◆ **Goal**
Print exactly, and only, the lines running from the line containing "Task: locate the ballerina" through the end of the records below.

◆ **Working data**

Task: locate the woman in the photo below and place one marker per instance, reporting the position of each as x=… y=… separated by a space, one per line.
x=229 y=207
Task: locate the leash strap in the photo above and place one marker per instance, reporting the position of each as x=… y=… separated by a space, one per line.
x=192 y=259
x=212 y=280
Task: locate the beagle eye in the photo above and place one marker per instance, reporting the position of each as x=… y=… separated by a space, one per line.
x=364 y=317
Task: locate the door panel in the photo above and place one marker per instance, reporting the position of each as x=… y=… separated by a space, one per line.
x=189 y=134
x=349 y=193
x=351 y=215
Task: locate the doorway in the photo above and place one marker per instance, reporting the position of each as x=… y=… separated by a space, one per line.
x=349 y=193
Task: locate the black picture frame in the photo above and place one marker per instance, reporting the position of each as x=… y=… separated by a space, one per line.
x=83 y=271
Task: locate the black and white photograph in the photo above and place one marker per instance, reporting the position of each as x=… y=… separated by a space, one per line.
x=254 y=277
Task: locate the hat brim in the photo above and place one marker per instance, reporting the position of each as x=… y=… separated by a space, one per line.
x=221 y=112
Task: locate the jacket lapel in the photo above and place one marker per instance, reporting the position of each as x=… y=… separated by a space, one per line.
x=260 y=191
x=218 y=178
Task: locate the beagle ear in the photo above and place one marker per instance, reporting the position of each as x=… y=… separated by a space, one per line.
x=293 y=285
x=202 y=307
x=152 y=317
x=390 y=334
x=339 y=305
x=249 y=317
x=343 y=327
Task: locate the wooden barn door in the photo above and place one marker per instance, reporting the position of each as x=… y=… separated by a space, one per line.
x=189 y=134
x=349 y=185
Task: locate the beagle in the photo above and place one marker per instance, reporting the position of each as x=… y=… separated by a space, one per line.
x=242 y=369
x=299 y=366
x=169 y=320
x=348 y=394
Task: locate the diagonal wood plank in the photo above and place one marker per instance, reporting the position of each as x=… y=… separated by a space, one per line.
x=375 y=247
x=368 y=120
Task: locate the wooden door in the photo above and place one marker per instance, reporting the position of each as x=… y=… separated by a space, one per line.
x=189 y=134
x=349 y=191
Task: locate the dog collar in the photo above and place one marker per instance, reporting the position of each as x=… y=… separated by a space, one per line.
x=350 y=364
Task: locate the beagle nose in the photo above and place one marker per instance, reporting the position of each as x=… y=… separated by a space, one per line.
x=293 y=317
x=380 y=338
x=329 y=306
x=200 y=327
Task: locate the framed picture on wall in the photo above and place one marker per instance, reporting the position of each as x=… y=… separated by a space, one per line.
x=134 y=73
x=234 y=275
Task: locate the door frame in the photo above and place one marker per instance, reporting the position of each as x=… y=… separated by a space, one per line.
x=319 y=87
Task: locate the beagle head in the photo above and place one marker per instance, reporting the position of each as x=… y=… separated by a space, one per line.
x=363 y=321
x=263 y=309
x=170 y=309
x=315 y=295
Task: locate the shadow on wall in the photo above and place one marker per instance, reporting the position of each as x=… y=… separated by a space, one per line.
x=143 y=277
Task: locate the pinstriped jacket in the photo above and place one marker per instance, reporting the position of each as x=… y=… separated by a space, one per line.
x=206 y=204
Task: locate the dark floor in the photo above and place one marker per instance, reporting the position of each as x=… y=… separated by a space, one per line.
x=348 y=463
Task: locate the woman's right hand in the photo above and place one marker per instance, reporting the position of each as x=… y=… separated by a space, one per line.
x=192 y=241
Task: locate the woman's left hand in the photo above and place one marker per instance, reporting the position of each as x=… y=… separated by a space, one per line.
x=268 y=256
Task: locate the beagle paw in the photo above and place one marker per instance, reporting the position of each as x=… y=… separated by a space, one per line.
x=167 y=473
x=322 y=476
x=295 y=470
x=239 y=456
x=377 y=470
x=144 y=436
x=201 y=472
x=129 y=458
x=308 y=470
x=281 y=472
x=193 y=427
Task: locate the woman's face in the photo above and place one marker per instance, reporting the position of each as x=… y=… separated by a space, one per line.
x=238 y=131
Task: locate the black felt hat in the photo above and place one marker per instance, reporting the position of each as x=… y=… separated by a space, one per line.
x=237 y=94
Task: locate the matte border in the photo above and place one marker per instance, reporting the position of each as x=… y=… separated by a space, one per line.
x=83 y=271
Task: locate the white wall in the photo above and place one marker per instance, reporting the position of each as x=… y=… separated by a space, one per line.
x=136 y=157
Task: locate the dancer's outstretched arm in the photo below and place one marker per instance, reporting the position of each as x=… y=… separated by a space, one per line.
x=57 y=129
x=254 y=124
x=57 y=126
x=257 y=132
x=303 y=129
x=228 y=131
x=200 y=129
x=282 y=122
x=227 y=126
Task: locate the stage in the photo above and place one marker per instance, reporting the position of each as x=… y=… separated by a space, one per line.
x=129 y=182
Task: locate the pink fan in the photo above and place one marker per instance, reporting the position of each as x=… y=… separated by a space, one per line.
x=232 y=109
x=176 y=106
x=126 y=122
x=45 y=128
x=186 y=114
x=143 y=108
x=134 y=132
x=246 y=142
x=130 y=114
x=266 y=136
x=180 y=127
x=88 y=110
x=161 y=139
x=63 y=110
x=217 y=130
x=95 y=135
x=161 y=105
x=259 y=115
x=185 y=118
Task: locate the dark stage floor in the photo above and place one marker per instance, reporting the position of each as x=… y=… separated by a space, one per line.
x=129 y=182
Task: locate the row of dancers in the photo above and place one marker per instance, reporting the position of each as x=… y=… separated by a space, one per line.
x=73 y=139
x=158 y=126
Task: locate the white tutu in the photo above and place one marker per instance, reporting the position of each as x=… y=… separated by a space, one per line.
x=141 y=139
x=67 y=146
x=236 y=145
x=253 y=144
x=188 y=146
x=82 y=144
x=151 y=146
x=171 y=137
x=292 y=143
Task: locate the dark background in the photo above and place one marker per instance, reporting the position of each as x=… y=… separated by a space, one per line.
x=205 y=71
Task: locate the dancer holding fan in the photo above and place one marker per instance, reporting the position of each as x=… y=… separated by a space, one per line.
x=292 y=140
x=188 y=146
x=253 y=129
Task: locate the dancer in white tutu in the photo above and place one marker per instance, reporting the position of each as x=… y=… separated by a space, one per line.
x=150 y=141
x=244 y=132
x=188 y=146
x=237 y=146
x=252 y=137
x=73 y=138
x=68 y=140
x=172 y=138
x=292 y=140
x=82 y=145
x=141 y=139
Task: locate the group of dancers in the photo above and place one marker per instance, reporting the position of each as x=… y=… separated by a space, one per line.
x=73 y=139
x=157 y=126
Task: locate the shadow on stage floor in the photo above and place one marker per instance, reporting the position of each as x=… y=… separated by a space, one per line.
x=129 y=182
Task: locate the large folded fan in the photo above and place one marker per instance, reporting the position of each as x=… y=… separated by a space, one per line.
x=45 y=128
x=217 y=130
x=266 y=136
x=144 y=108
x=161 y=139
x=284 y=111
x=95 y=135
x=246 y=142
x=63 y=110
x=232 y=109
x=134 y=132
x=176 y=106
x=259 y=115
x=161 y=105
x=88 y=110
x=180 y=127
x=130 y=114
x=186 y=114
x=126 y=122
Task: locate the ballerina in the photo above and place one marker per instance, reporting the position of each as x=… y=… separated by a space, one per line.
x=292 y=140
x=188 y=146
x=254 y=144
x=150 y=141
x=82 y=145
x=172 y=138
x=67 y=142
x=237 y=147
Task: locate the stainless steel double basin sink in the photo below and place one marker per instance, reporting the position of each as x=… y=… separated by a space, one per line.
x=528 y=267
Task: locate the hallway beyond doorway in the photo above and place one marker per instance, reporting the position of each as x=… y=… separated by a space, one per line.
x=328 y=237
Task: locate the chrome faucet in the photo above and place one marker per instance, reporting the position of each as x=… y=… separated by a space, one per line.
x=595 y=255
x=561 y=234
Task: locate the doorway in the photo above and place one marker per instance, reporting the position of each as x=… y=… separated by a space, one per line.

◆ **Expected output**
Task: locate the ballerina in the photo above and place one marker per instance, reporting the position of each as x=… y=… separated by a space, one per line.
x=292 y=140
x=188 y=146
x=254 y=144
x=150 y=141
x=82 y=145
x=172 y=138
x=67 y=142
x=237 y=147
Task: locate the stainless steel double basin sink in the photo below and place one marker per instance, reporting the position of each as x=… y=… separated by a space, one per line.
x=528 y=267
Task: locate the hallway beyond doorway in the photo above and place one marker per instance, reporting the position of each as x=… y=… separated by a space, one per line.
x=328 y=237
Task: locate the chrome faucet in the photo above and place one marker per instance, reporting the position of each as x=… y=… separated by a space, one per line.
x=595 y=255
x=561 y=234
Task: locate the doorway in the photo above and place one marker per instance, reporting the position of each as x=… y=… separated by a space, one per line.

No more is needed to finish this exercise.